====== Source material

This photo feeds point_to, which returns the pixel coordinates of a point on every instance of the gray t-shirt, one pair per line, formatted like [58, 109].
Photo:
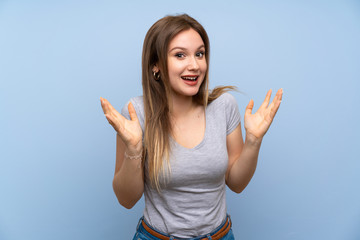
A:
[193, 202]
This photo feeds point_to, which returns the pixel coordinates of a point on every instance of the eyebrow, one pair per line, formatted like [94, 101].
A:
[181, 48]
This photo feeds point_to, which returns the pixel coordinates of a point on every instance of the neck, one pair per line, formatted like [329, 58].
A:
[181, 106]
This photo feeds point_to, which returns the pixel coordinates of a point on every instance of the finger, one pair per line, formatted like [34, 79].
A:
[276, 105]
[110, 119]
[105, 105]
[132, 112]
[249, 107]
[266, 100]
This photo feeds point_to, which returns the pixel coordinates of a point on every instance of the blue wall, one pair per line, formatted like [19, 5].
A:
[57, 151]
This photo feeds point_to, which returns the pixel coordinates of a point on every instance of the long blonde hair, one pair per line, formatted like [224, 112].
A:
[156, 90]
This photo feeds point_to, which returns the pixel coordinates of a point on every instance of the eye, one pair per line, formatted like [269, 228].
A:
[179, 55]
[200, 54]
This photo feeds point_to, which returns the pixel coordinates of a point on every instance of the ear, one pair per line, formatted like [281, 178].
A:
[156, 69]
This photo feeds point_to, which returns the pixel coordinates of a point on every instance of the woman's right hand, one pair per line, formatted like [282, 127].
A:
[129, 130]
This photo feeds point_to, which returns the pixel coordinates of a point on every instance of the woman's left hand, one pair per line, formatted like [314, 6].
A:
[257, 124]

============

### Task
Print out the lines exactly, skipping any picture.

### Reply to the task
This photo feeds point_to, which returns the pixel coordinates of a point on every instance of the gray t-shirt, one pair per line, formatted like [58, 109].
Photo:
A:
[193, 202]
This photo feeds point_to, which returns the pixel coordinates of a point on every instance of the eyebrow, one pair per line, formatted like [94, 101].
A:
[181, 48]
This photo feeds point_to, which returns the pixel coordinates of a point on every instance of the neck, one pair per line, formatted like [329, 58].
A:
[181, 106]
This photo feeds point_to, which returns the pixel coordinates of a point on every instance of the finger, one pair per line, formatted like [34, 79].
A:
[276, 105]
[110, 119]
[105, 105]
[132, 112]
[249, 107]
[266, 100]
This photo feeds point_to, which returns the pixel coordinates of a point on every instance of the blue wall, one pair per line, formatted like [19, 5].
A:
[57, 151]
This photo feeds point_to, which returns the pixel coordinates of a point on every instance of the long blonde hair, one pair per line, formatted like [224, 112].
A:
[156, 90]
This photo feeds point_to, which returns the pixel coordinates of a point on every instance of the eye, one pair per line, formatted like [269, 228].
A:
[179, 55]
[200, 54]
This photo feeds point_to, which returns the pixel coordinates of a point on every instance of the ear, one pair per line, formatted like [281, 178].
A:
[156, 69]
This photo feeds point_to, which returns the pixel coordinates of a point on every instance of the woman's right hand, one pair per line, formatted like [282, 127].
A:
[129, 130]
This photo feeds point_to, which returns the pixel coordinates of a point on every instance of the woman's left hand, one pair per line, formatted like [314, 6].
A:
[257, 124]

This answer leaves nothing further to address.